*How to complete this task*
From the entries that follow, work out how many lines contain "liger". Write the number only.

*The data*
=======

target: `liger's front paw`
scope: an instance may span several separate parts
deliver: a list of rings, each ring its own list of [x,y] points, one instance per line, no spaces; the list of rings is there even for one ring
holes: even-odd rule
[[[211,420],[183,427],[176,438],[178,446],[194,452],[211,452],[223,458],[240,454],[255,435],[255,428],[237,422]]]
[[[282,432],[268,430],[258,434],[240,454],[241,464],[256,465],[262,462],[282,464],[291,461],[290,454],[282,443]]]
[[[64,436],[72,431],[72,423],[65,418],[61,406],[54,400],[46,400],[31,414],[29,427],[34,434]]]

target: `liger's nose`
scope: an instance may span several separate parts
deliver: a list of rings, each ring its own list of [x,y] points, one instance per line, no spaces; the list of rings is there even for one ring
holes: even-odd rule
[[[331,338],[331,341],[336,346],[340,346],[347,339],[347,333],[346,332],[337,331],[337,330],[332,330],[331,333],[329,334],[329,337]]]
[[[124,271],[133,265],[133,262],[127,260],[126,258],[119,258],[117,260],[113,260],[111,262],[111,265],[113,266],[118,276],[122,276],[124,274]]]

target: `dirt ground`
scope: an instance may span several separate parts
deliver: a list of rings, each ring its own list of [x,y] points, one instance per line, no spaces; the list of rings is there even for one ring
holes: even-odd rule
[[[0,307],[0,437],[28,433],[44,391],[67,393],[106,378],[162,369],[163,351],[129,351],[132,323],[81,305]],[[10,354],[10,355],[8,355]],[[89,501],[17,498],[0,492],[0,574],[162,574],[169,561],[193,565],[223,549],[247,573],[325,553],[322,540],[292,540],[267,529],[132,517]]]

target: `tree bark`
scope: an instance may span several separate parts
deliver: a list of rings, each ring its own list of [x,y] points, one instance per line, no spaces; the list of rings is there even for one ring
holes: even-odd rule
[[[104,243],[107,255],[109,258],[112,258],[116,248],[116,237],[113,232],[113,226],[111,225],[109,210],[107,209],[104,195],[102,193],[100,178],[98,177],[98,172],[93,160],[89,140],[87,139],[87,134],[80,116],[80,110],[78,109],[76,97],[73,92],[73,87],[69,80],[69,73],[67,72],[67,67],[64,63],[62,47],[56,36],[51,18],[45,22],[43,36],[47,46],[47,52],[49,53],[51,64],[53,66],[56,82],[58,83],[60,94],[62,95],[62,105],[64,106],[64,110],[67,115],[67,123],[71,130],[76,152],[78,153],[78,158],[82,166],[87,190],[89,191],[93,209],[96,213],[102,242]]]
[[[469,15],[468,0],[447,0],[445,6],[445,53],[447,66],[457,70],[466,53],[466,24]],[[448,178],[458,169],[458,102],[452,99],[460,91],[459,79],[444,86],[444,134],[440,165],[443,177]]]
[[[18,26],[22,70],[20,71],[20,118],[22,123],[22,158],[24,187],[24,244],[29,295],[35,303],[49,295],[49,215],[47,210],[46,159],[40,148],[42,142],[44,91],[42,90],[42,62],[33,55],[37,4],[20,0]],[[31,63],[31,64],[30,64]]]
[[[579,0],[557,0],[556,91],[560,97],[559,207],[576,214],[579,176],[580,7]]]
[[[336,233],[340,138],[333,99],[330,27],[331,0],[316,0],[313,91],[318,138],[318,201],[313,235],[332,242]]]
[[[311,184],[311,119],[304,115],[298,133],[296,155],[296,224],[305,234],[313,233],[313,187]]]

=======

*Your solution*
2